* [Extracted material]:

----

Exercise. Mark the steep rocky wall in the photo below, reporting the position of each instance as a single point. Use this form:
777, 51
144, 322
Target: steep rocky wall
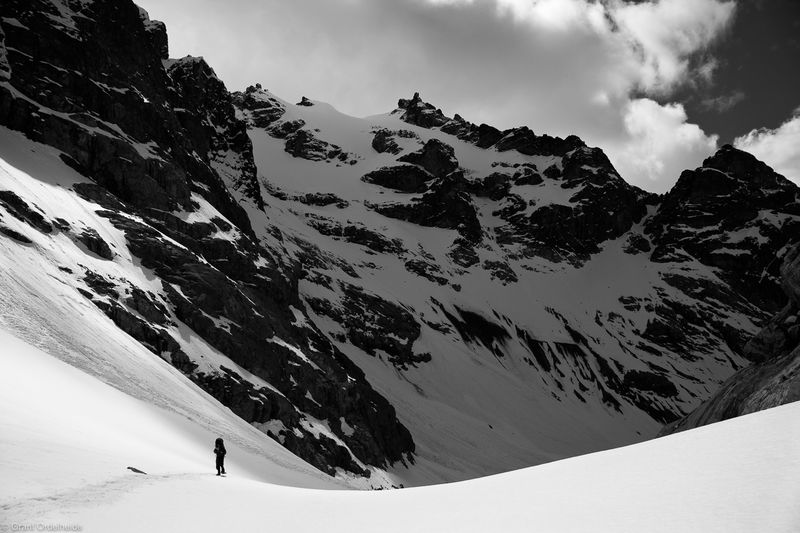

----

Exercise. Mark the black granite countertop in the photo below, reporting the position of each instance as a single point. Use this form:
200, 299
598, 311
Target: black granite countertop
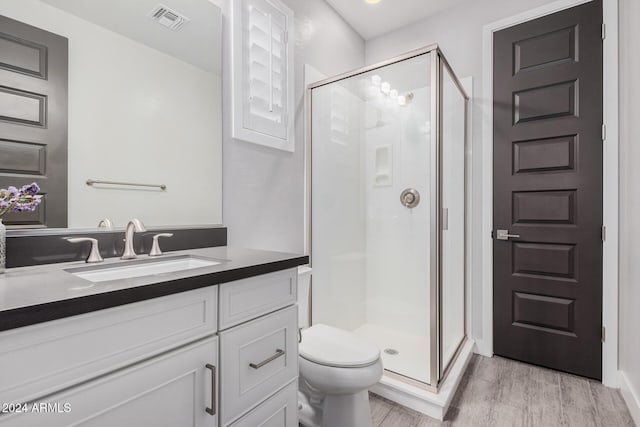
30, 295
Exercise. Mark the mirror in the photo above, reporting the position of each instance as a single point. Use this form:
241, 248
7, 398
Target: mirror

----

* [What is expected]:
Can you reproduce the part of the data above that opens with the line containing "Exercise. Mark the black" and closes with the line containing "Target: mirror", including both of those lines but leaving out the pictures?

* [Response]:
Exercise. Mark the black granite countertop in the photo below, reporting the position of each instance as a single point. Use this form:
200, 299
598, 311
Target: black granite countertop
30, 295
Exercise. Mark the mirror in the photo above, reporting the position of each instance as a single point. Use this form:
241, 248
7, 398
Target: mirror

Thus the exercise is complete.